──────── Stored data ────────
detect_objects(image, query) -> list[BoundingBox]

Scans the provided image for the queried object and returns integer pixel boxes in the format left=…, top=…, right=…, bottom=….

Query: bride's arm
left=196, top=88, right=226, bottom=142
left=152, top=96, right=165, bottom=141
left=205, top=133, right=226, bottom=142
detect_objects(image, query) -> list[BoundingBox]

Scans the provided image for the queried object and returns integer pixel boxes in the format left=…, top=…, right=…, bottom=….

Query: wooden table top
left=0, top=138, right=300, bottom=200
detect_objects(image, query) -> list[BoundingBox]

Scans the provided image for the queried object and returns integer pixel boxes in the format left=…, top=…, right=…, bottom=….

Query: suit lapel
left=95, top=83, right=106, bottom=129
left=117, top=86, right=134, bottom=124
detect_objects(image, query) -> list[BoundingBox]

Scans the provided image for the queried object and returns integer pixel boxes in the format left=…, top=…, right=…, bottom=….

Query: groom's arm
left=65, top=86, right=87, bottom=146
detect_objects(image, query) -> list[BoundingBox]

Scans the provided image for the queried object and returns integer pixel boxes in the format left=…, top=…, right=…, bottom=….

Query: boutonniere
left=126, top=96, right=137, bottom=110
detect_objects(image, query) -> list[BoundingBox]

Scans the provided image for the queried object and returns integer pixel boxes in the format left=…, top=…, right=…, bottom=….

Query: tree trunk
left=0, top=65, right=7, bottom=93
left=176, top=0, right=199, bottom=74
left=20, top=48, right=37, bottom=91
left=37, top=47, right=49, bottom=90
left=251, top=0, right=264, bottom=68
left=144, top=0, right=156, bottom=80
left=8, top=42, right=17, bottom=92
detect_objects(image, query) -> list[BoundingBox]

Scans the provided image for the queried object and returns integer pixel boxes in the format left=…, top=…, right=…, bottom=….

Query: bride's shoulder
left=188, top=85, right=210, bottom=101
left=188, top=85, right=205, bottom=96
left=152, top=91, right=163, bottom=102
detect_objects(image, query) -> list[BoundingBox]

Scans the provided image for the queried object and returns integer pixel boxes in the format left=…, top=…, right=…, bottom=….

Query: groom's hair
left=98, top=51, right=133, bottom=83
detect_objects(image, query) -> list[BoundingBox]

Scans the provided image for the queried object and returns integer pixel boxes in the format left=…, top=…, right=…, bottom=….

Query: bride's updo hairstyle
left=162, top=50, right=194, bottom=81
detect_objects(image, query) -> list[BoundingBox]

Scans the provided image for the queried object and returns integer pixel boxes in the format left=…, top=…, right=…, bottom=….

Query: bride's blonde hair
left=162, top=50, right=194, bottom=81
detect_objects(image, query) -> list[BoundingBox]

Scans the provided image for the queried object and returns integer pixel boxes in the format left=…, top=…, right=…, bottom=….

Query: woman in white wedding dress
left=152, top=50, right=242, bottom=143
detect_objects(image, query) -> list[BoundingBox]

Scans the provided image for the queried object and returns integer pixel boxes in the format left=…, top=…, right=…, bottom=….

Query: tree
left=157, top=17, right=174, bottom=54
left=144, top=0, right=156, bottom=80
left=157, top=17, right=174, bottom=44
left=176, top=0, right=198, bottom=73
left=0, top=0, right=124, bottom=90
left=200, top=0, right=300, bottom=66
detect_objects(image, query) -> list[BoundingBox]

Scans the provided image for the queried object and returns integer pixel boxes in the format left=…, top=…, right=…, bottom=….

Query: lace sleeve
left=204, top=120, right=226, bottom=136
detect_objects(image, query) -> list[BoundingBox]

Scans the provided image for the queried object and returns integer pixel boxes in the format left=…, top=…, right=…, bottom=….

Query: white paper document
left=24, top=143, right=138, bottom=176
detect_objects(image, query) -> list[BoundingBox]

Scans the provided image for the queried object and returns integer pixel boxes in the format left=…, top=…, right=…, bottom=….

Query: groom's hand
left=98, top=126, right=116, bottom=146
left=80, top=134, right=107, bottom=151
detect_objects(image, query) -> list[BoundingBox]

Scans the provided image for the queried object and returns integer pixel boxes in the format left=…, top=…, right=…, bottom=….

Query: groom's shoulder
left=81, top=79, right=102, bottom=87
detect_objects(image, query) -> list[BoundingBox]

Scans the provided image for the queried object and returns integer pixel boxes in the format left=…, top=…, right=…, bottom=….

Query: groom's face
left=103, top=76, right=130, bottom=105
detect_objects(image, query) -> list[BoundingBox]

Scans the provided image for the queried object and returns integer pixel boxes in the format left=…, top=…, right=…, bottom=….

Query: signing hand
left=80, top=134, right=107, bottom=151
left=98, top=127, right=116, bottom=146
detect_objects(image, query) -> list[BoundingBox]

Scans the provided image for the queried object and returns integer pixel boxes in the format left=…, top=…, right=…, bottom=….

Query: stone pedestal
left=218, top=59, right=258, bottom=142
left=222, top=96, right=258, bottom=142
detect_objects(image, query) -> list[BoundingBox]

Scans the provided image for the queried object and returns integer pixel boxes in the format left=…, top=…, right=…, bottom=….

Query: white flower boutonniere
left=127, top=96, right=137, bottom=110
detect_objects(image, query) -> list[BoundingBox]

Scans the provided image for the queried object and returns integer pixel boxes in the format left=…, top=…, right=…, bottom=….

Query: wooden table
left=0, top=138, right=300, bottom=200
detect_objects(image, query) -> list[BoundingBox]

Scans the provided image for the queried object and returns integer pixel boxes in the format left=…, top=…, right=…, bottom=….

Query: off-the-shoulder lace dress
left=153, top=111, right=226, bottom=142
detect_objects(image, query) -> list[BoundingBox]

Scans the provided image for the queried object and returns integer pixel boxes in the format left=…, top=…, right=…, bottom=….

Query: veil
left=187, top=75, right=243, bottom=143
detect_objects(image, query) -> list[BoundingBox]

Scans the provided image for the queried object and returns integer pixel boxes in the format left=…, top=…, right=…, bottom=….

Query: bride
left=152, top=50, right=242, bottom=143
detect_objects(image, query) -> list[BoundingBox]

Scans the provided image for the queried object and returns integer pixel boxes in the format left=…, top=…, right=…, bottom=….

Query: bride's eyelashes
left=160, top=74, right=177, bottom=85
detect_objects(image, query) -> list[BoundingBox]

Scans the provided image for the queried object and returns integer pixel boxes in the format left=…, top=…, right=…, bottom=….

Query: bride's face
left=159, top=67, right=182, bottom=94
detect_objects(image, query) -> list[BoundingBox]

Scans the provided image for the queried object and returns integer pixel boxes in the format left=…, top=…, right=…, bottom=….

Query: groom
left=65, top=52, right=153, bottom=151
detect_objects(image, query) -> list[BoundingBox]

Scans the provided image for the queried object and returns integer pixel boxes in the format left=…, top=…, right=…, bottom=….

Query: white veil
────────
## Your task:
All of the data needs to be reproduced exactly, with no line missing.

## Solution:
detect_objects(image, query) -> list[BoundingBox]

Scans the provided image for the queried object and returns integer pixel boxes in the format left=…, top=…, right=…, bottom=….

Query: bride's arm
left=196, top=88, right=226, bottom=142
left=152, top=96, right=165, bottom=141
left=205, top=133, right=226, bottom=142
detect_objects(image, query) -> list[BoundingBox]

Scans the provided image for the queried object and returns integer pixel boxes in the format left=…, top=…, right=…, bottom=….

Query: wooden table top
left=0, top=138, right=300, bottom=200
detect_objects(image, query) -> list[BoundingBox]

Scans the provided image for the queried object and returns integer pixel boxes in the format left=…, top=…, right=…, bottom=….

Query: suit lapel
left=95, top=83, right=106, bottom=129
left=117, top=86, right=134, bottom=124
detect_objects(image, query) -> list[BoundingBox]

Scans the provided image for the queried object and returns integer pixel boxes in the format left=…, top=…, right=…, bottom=….

Query: groom's arm
left=65, top=86, right=87, bottom=146
detect_objects(image, query) -> list[BoundingBox]

Scans the provided image for the queried object and returns integer pixel boxes in the format left=…, top=…, right=…, bottom=….

Query: boutonniere
left=126, top=96, right=137, bottom=110
detect_objects(image, query) -> list[BoundingBox]

Scans the provided image for the queried object and returns integer pixel boxes in the format left=…, top=…, right=…, bottom=….

Query: tree trunk
left=0, top=65, right=7, bottom=93
left=176, top=0, right=199, bottom=74
left=20, top=48, right=37, bottom=91
left=37, top=47, right=49, bottom=90
left=251, top=0, right=264, bottom=68
left=144, top=0, right=156, bottom=80
left=8, top=42, right=17, bottom=92
detect_objects(image, query) -> list[BoundingBox]

Scans the provided image for the queried object and returns integer pixel boxes in the format left=…, top=…, right=…, bottom=….

Query: bride's shoulder
left=188, top=85, right=210, bottom=101
left=188, top=85, right=205, bottom=96
left=152, top=91, right=163, bottom=102
detect_objects(image, query) -> list[BoundingBox]

Scans the provided image for the queried object and returns integer pixel boxes in the format left=…, top=…, right=…, bottom=….

Query: groom's hair
left=98, top=51, right=133, bottom=83
detect_objects(image, query) -> list[BoundingBox]

Scans the provided image for the queried object and returns integer pixel boxes in the format left=…, top=…, right=…, bottom=….

Query: bride's updo hairstyle
left=162, top=50, right=194, bottom=81
detect_objects(image, query) -> list[BoundingBox]

Scans the provided image for the queried object and returns integer pixel boxes in the format left=…, top=…, right=…, bottom=….

Query: bride's blonde hair
left=162, top=50, right=194, bottom=81
detect_objects(image, query) -> list[BoundingBox]

Scans the provided image for the queried object and returns integer pixel boxes in the format left=…, top=…, right=…, bottom=….

Query: woman in white wedding dress
left=152, top=50, right=242, bottom=143
detect_objects(image, query) -> list[BoundingBox]

Scans the provided image for the queried object and returns integer pixel boxes in the format left=…, top=…, right=…, bottom=….

Query: tree
left=157, top=17, right=174, bottom=54
left=144, top=0, right=156, bottom=80
left=157, top=17, right=174, bottom=44
left=176, top=0, right=198, bottom=73
left=0, top=0, right=124, bottom=90
left=200, top=0, right=300, bottom=66
detect_objects(image, query) -> list[BoundingBox]

Scans the provided image for the queried object and returns integer pixel boxes in the format left=…, top=…, right=…, bottom=….

Query: lace sleeve
left=204, top=120, right=226, bottom=136
detect_objects(image, query) -> list[BoundingBox]

Scans the provided image for the queried object and returns integer pixel boxes in the format left=…, top=…, right=…, bottom=….

Query: white paper document
left=24, top=143, right=138, bottom=176
detect_objects(image, query) -> list[BoundingBox]

Scans the provided image for the queried object and returns integer pixel boxes in the format left=…, top=…, right=…, bottom=….

Query: groom's hand
left=98, top=126, right=116, bottom=146
left=80, top=134, right=107, bottom=151
detect_objects(image, query) -> list[BoundingBox]

Scans the provided image for the queried object and returns integer pixel boxes in the format left=…, top=…, right=…, bottom=….

Query: groom's shoulder
left=81, top=79, right=102, bottom=87
detect_objects(image, query) -> list[BoundingBox]

Scans the provided image for the queried object and returns integer pixel boxes in the format left=…, top=…, right=…, bottom=….

Query: groom's face
left=103, top=76, right=130, bottom=105
detect_objects(image, query) -> list[BoundingBox]

Scans the provided image for the queried object and returns integer pixel boxes in the format left=…, top=…, right=…, bottom=….

Query: signing hand
left=80, top=134, right=107, bottom=151
left=98, top=127, right=116, bottom=146
detect_objects(image, query) -> list[BoundingBox]

Scans the provided image for the queried object and returns integer pixel boxes in the format left=…, top=…, right=…, bottom=….

Query: stone pedestal
left=218, top=59, right=258, bottom=142
left=222, top=96, right=258, bottom=142
detect_objects(image, query) -> list[BoundingBox]

Scans the provided image for the queried object and returns integer pixel boxes in the format left=…, top=…, right=…, bottom=….

Query: white flower boutonniere
left=127, top=96, right=137, bottom=110
detect_objects(image, query) -> list[BoundingBox]

Scans the provided image for the queried object and returns integer pixel boxes in the format left=…, top=…, right=…, bottom=….

Query: wooden table
left=0, top=138, right=300, bottom=200
detect_objects(image, query) -> list[BoundingBox]

Scans the provided image for the queried object and returns integer pixel boxes in the format left=…, top=…, right=…, bottom=….

Query: off-the-shoulder lace dress
left=153, top=111, right=226, bottom=142
detect_objects(image, query) -> list[BoundingBox]

Scans the provided image for the queried object and returns integer pixel boxes in the format left=…, top=…, right=…, bottom=….

Query: veil
left=187, top=75, right=243, bottom=143
detect_objects(image, query) -> list[BoundingBox]

Scans the provided image for the queried object and returns integer pixel boxes in the format left=…, top=…, right=…, bottom=….

Query: bride
left=152, top=50, right=242, bottom=143
detect_objects(image, query) -> list[BoundingBox]

Scans the provided image for the queried object and returns integer pixel boxes in the format left=…, top=…, right=…, bottom=….

Query: bride's eyelashes
left=160, top=74, right=177, bottom=85
detect_objects(image, query) -> list[BoundingBox]

Scans the provided image for the queried object and returns integer pixel boxes in the format left=…, top=…, right=…, bottom=….

Query: bride's face
left=159, top=67, right=182, bottom=94
detect_objects(image, query) -> list[BoundingBox]

Scans the provided image for the queried object and returns integer pixel boxes in the format left=…, top=…, right=…, bottom=….

Query: groom
left=65, top=52, right=153, bottom=151
detect_objects(image, query) -> list[BoundingBox]

Scans the provided image for the queried object and returns integer pixel boxes in the format left=…, top=…, right=…, bottom=….

Query: white veil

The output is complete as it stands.